### Work item
This exercise calls for every line of the data below with the string "clicks" in it.

(Stored items from a collection)

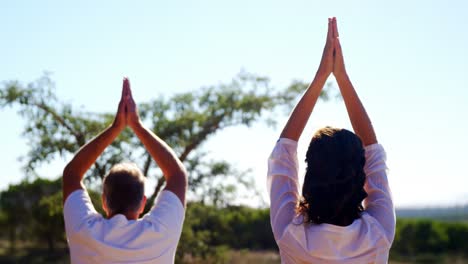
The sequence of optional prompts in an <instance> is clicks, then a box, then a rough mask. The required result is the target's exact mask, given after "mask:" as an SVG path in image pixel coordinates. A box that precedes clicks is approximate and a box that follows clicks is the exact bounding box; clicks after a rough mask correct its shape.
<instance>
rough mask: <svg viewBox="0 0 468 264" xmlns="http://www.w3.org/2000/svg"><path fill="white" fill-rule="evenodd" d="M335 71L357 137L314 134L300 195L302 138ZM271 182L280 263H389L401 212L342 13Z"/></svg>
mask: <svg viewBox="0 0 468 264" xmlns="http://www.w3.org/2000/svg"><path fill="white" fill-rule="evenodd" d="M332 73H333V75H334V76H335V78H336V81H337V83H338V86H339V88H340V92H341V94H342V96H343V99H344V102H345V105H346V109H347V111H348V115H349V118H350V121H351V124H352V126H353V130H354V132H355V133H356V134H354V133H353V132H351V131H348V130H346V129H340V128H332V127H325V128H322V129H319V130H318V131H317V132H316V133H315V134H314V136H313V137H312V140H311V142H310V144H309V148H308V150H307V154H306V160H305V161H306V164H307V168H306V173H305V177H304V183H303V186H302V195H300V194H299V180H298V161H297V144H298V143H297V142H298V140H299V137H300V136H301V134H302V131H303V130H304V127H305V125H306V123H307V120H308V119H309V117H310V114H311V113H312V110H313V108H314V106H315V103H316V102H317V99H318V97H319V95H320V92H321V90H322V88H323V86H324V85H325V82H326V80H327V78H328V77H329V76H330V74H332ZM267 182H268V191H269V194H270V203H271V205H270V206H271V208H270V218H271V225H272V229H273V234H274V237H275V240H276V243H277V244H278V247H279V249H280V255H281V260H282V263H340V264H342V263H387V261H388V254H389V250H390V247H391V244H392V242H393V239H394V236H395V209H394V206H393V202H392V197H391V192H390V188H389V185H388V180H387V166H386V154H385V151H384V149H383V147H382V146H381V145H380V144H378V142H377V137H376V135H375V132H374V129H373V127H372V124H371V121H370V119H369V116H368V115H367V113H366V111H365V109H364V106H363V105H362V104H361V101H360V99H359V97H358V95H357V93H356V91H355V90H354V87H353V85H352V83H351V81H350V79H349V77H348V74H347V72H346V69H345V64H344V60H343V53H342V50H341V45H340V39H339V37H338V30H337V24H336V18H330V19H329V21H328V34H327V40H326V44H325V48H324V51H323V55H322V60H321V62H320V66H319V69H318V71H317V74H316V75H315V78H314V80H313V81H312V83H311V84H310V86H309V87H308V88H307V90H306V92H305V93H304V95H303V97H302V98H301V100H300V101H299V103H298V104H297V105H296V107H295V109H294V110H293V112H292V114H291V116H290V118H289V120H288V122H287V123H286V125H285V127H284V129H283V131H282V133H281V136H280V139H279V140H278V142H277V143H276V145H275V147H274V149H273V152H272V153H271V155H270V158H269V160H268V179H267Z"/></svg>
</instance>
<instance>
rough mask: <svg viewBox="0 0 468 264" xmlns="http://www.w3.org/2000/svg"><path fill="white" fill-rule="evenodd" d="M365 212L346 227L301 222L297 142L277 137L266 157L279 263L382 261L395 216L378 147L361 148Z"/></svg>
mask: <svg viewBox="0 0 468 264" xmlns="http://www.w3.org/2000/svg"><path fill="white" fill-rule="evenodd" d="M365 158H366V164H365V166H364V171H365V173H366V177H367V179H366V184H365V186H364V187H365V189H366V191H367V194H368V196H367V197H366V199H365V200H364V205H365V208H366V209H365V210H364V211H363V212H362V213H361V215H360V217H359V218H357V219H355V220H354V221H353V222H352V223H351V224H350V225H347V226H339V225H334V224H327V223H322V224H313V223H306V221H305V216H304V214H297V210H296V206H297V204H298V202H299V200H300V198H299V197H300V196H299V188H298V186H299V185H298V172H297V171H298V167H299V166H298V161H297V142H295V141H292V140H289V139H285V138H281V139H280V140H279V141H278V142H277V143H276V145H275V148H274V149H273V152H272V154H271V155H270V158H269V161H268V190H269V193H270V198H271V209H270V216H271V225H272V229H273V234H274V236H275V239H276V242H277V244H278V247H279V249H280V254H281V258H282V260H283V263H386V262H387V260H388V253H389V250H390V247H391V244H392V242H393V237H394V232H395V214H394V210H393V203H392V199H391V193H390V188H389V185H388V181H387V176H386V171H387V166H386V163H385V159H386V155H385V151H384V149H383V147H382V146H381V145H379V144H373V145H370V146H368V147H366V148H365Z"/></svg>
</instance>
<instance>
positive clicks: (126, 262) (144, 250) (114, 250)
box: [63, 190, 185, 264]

### Answer to this task
The sequence of optional prompts in an <instance> is clicks, then a box, then a rough mask. The required result is the target's exact mask, given after "mask:" as an SVG path in image pixel coordinates. A box that precedes clicks is approximate and a box that follows clicks is the exact bounding box; clicks after a rough mask correct its shape.
positive clicks: (126, 262) (144, 250) (114, 250)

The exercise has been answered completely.